[Start of Attachment]
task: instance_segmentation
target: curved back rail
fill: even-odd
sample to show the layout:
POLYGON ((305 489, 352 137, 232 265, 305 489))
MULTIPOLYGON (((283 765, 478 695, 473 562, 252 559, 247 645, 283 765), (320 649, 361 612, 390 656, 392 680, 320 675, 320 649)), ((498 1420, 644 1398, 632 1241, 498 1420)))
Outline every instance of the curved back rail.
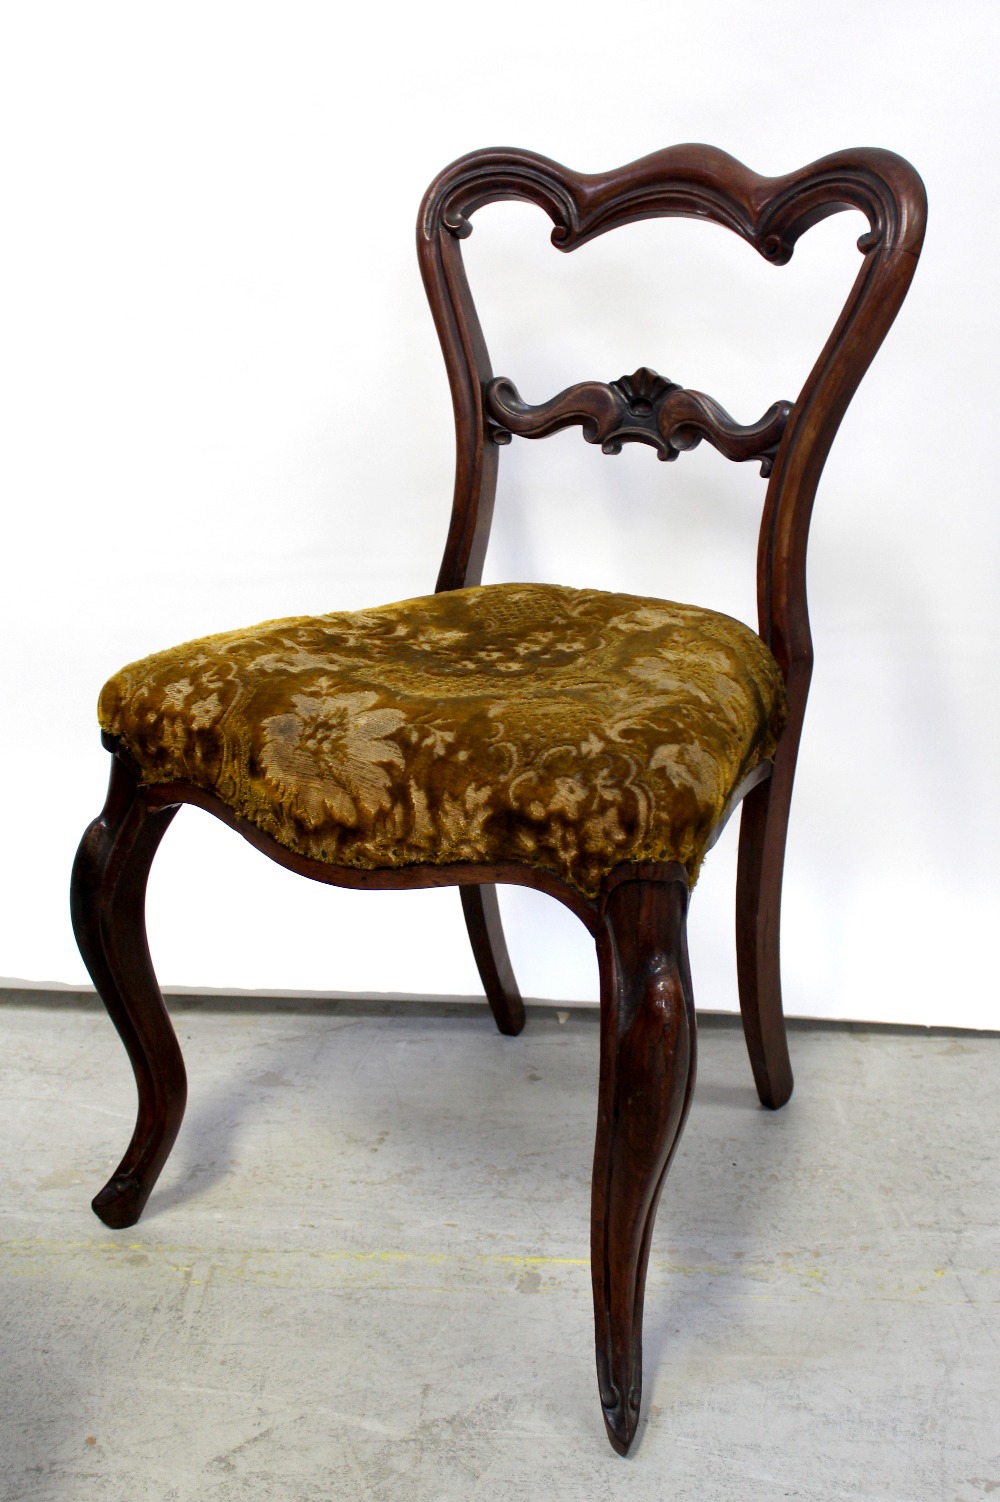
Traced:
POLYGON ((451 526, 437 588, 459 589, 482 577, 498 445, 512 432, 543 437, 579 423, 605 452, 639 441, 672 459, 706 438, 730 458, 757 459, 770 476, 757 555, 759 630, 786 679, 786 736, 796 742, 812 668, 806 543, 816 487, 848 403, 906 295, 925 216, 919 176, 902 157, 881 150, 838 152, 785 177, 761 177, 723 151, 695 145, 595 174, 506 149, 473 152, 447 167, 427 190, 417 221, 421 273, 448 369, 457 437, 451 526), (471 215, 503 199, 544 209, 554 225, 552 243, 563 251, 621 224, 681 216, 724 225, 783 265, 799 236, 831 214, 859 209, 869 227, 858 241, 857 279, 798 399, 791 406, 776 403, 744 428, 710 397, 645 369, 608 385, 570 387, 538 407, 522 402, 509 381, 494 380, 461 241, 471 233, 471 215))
[End of Attachment]
● Task directions: Output the data exactly, pictures omitted.

● Result of the exercise:
task: instance_segmentation
target: curved back rail
fill: even-odd
sample to show the layout:
POLYGON ((305 489, 352 137, 232 265, 305 489))
MULTIPOLYGON (((283 765, 478 695, 473 562, 252 559, 247 645, 283 765), (320 649, 361 612, 390 656, 392 680, 320 675, 320 649)), ((498 1420, 644 1398, 632 1241, 498 1420)))
Outline every instance of the curved back rail.
Traced:
POLYGON ((451 526, 437 588, 459 589, 482 577, 498 445, 512 432, 543 437, 579 423, 605 452, 639 441, 672 459, 706 438, 730 458, 757 459, 770 476, 757 555, 759 630, 786 679, 786 736, 796 742, 812 668, 806 543, 816 487, 848 403, 906 295, 925 216, 919 176, 902 157, 881 150, 838 152, 785 177, 761 177, 723 151, 695 145, 595 174, 506 149, 473 152, 447 167, 427 190, 417 221, 421 273, 448 369, 457 437, 451 526), (471 215, 503 199, 544 209, 554 225, 552 243, 563 251, 621 224, 681 216, 724 225, 783 265, 799 236, 831 214, 859 209, 869 227, 858 241, 857 279, 798 399, 791 406, 776 403, 744 428, 710 397, 645 369, 608 385, 570 387, 538 407, 522 402, 509 381, 494 380, 461 241, 471 233, 471 215))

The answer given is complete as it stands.